BEGIN Quoted passage

MSEW drainage?

February 1st, 2011 / By: / From Our Readers

Editor’s Note: From the Geosynthetics article: “Pipeless drainage system” (April/May 2008)

GMA Techline question

From: Carlos
RE: Drainage

What is the most used design method for drainage systems in MSEW with geosynthetics? Or what can I do for designing a system for drainage in the MSEW?

Response

From: October/November 2010 Geosynthetics
RE: GMA Techline answer

Editor’s note: A question-and-answer from the GMA Techline column that ran in the October/November 2010 issue has been updated. Bob Koerner’s revised answer regarding MSEW drainage follows:

Dear Carlos,

Sorry to have answered your GMA Techline drainage question from the perspective of landfill liners instead of the requested mechanically stabilized earth walls (MSEW), as you requested.

Regarding MSEW drainage of the reinforced soil zone, water potentially comes from:

  1. beneath, as in a rising water table,
  2. behind, as in drainage from the retained earth zone,
  3. above, as from surface water drainage, and
  4. within, as in drainage from the backfill soil itself.

Regarding the answer to each of these, the following applies:

  1. A water table within the reinforced soil zone must be accommodated by a gravel backfill to the maximum anticipated elevation. The gravel size must accommodate the rapidity and quantity of the rise. Both of these issues are site-specific considerations.
  2. Flow from the retained soil zone can be estimated using Laplace’s analysis and a flow net construction as a worst-case scenario (see Koerner, R. M. and Soong, T.-Y., “Drainage System Design Behind Segmental Walls,” 18th PennDOT/ASCE Conference on Geotechnical Engineering, Hershey, Pa., 2000, 28 pgs.; also Proceedings GRI-14 Conference, December 2000, pp. 323-351).

END Quoted passage

= Exercise brief =
Continue the MSEW drainage text from the point where it stops. The material after this point is separate from the MSEW drainage text above.

BEGIN Data excerpt

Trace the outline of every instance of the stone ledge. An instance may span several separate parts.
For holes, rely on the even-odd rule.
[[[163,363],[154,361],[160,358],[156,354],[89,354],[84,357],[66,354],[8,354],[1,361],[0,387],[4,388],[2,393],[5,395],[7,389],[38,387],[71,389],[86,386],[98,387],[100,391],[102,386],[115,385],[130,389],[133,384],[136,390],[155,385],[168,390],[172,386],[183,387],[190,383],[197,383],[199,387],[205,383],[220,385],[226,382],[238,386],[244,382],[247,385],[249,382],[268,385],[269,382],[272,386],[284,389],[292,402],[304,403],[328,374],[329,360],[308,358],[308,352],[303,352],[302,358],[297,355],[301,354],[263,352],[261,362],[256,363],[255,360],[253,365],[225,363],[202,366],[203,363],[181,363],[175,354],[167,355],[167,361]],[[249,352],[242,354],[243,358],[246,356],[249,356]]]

END Data excerpt

= Exercise answer =
    This process will invariably lead to design of a back (or chimney) drain behind the reinforced soil zone so as to intercept the flow from the retained soil zone. Its bottom must, of course, be connected to a base drain or pipe outlet system beneath the reinforced soil zone and from there be daylighted from the front of the wall.
  3. Flow from above the reinforced soil zone must be prevented by using a geomembrane or geosynthetic clay liner above this zone and even extending over a portion of the retained soil zone.
  4. Dissipation of water from within the reinforced soil zone will usually be a natural process but if it is of concern strips of nonwoven geotextile can be added or (better) a geogrid/geotextile composite used for combined reinforcement and drainage. There are several products available in this regard.

Robert M. Koerner, Ph.D., P.E.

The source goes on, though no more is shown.